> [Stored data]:

● ● ● ●

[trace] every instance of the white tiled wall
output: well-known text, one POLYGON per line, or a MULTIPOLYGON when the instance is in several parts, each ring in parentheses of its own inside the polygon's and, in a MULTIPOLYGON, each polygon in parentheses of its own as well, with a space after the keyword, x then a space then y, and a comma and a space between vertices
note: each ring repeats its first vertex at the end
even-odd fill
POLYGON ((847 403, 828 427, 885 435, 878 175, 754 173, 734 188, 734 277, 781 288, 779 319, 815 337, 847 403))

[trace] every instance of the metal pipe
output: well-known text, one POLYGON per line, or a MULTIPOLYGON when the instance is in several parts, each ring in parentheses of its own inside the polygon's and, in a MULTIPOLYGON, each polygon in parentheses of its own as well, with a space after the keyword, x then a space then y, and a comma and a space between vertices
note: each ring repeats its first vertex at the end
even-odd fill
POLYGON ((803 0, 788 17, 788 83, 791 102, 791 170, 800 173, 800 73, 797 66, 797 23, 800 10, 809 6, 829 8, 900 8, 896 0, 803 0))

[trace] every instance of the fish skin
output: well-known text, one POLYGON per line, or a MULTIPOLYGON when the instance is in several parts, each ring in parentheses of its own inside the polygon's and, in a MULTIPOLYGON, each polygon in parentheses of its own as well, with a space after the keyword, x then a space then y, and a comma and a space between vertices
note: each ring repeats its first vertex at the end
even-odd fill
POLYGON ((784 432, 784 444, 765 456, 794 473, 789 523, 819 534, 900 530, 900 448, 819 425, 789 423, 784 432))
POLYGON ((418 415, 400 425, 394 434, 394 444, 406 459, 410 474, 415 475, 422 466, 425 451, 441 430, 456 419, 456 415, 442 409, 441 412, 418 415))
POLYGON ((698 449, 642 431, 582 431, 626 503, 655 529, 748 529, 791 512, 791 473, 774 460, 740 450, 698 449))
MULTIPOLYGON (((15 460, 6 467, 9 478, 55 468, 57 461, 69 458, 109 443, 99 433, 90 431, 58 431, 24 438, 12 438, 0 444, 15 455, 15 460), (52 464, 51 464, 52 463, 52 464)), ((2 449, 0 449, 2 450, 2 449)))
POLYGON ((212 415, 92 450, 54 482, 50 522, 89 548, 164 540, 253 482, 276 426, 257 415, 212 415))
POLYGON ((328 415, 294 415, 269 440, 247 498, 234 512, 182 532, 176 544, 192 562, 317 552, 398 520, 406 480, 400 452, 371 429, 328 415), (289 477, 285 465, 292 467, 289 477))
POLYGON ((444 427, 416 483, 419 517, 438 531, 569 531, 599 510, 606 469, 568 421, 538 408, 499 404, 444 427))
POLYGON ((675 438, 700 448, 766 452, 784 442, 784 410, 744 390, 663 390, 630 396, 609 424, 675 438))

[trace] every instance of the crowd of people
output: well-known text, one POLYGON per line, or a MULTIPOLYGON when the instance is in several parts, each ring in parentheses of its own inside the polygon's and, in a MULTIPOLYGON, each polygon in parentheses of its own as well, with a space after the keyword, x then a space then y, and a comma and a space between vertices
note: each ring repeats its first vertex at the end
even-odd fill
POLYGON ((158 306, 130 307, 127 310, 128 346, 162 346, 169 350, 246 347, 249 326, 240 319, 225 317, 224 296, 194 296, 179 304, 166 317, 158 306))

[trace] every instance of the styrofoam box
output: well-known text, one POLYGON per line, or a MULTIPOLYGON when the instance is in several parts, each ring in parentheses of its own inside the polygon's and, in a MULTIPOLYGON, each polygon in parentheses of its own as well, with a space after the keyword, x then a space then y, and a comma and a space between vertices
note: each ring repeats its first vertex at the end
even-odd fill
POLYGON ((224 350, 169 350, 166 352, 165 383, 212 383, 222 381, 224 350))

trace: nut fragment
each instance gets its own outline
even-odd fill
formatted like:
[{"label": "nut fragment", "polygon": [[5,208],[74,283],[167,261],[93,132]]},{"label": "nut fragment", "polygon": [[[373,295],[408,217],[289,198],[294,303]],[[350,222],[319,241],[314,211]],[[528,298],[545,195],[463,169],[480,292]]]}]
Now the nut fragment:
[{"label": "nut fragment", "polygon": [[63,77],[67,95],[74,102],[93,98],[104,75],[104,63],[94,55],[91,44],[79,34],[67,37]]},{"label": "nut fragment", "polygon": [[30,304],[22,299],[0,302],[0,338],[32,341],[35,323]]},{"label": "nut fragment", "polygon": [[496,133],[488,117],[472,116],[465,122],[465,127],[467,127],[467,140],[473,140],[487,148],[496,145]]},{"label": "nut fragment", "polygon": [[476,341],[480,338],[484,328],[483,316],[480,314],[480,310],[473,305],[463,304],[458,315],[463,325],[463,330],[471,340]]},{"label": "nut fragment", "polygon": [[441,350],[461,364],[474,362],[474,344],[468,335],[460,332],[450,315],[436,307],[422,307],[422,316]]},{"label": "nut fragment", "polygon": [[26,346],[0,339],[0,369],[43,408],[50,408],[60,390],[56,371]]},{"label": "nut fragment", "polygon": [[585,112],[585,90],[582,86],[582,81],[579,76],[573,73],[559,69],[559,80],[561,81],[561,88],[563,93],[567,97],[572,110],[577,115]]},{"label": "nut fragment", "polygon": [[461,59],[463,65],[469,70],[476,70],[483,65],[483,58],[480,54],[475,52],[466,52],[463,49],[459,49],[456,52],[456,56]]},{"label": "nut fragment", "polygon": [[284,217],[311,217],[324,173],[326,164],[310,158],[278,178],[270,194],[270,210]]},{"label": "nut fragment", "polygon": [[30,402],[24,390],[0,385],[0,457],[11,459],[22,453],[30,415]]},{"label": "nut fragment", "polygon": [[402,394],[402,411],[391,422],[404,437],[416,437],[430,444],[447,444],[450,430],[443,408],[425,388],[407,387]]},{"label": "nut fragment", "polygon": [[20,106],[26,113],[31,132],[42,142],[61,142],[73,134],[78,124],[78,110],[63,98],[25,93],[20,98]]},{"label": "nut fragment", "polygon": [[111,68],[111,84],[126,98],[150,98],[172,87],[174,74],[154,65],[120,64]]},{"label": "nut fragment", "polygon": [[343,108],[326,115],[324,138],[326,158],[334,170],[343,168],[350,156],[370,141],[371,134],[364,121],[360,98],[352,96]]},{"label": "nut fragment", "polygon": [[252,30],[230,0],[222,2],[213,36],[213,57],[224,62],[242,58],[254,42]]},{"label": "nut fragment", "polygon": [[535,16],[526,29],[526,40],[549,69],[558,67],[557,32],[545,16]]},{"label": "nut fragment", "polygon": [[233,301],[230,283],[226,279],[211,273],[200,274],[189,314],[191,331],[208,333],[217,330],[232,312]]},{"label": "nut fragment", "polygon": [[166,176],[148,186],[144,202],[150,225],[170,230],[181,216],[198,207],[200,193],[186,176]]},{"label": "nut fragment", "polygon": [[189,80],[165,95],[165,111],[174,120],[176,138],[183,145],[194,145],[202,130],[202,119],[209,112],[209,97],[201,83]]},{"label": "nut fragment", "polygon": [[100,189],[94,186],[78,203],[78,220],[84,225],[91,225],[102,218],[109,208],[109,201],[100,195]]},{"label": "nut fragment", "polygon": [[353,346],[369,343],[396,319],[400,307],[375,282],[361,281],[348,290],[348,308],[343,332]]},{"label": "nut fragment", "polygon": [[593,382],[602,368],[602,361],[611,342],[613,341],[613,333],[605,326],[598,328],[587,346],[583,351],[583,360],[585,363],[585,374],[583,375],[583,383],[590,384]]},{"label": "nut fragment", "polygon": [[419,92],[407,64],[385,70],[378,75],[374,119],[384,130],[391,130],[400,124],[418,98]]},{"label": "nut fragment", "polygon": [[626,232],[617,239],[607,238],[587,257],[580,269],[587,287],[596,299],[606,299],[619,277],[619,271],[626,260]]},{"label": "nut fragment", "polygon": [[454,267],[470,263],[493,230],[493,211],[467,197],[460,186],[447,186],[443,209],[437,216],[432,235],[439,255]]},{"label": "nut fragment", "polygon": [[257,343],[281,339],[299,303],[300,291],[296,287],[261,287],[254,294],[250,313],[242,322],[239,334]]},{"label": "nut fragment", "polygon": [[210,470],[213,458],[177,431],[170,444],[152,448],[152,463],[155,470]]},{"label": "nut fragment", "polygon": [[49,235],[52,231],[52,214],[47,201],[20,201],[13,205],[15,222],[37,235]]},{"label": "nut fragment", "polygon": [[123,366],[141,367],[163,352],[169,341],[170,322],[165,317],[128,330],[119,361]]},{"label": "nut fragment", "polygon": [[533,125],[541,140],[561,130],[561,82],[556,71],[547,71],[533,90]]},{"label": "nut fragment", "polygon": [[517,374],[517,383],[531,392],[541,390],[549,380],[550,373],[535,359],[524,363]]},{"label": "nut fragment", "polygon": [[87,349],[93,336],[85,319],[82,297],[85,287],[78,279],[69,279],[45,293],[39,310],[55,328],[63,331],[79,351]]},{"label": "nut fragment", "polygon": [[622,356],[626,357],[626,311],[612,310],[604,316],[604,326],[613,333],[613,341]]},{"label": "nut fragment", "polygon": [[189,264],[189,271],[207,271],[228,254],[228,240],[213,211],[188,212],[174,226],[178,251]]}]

● ● ● ●

> [About this exercise]:
Nothing but the lines from the start of the data above through the line with "[trace] every instance of the metal pipe" should appear in your answer, copied exactly.

> [Written reply]:
[trace] every instance of the white tiled wall
output: well-known text, one POLYGON per line, or a MULTIPOLYGON when the instance is in several parts, each ring in parentheses of its own inside the polygon's and, in a MULTIPOLYGON, each polygon in parentheses of its own as well, with a space after the keyword, x then a space then y, and a comma and a space between vertices
note: each ring repeats its first vertex at the end
even-odd fill
POLYGON ((847 403, 828 427, 885 435, 878 175, 754 173, 734 188, 734 277, 781 288, 779 319, 815 337, 847 403))

[trace] every instance of the metal pipe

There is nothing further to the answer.